- [Problem to work on]
From top to bottom, reproduce the listing without a single change.

*** Opening Exercise inputs ***

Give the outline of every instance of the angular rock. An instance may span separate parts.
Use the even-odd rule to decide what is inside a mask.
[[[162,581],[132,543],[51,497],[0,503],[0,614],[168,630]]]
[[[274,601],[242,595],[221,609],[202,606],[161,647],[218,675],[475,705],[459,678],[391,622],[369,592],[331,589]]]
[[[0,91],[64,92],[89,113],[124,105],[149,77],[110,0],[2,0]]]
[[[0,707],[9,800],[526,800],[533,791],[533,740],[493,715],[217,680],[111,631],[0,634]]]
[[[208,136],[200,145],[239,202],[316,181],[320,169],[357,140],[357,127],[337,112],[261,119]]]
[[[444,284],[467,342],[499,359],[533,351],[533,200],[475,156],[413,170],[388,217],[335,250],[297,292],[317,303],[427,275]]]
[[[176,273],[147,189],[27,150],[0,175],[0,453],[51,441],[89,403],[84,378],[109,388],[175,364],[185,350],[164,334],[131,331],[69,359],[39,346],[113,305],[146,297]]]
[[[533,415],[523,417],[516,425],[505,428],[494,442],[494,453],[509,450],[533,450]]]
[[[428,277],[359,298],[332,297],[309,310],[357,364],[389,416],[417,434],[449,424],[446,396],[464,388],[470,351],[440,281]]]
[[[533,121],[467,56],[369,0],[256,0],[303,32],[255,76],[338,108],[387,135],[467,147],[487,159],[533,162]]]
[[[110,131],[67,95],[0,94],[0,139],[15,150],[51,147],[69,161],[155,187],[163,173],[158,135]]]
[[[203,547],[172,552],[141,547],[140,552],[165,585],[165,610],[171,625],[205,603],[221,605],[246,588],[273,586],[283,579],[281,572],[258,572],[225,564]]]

*** Closing Exercise inputs ***

- [Task solution]
Give the outline of every instance of the angular rock. An instance may span separate parts.
Use the even-odd rule to decide what is inside a mask.
[[[162,581],[132,543],[51,497],[0,503],[0,614],[168,630]]]
[[[274,601],[242,595],[221,609],[202,606],[161,647],[218,675],[475,705],[459,678],[391,622],[369,592],[331,589]]]
[[[0,91],[64,92],[89,113],[124,105],[149,77],[110,0],[2,0]]]
[[[0,707],[9,800],[526,800],[533,791],[533,740],[493,715],[217,680],[111,631],[0,634]]]
[[[208,136],[200,145],[239,202],[316,181],[320,169],[357,140],[357,127],[337,112],[261,119]]]
[[[444,284],[467,342],[499,359],[533,351],[533,200],[475,156],[413,170],[388,217],[335,250],[297,292],[317,303],[427,275]]]
[[[176,273],[147,189],[27,150],[0,175],[0,453],[51,441],[89,403],[84,378],[109,388],[175,364],[185,350],[164,334],[131,331],[69,359],[39,346],[113,305],[146,297]]]
[[[533,415],[523,417],[516,425],[505,428],[494,442],[494,453],[509,450],[533,450]]]
[[[428,277],[359,298],[332,297],[309,310],[357,364],[389,416],[417,434],[449,424],[446,396],[464,388],[470,351],[440,281]]]
[[[533,121],[467,56],[369,0],[256,0],[303,32],[255,76],[338,108],[387,135],[467,147],[487,159],[533,162]]]
[[[110,131],[67,95],[0,94],[0,139],[15,150],[51,147],[69,161],[155,187],[163,173],[158,135]]]
[[[203,547],[172,552],[141,547],[140,552],[165,585],[165,610],[171,625],[205,603],[221,605],[246,588],[273,586],[283,579],[281,572],[258,572],[225,564]]]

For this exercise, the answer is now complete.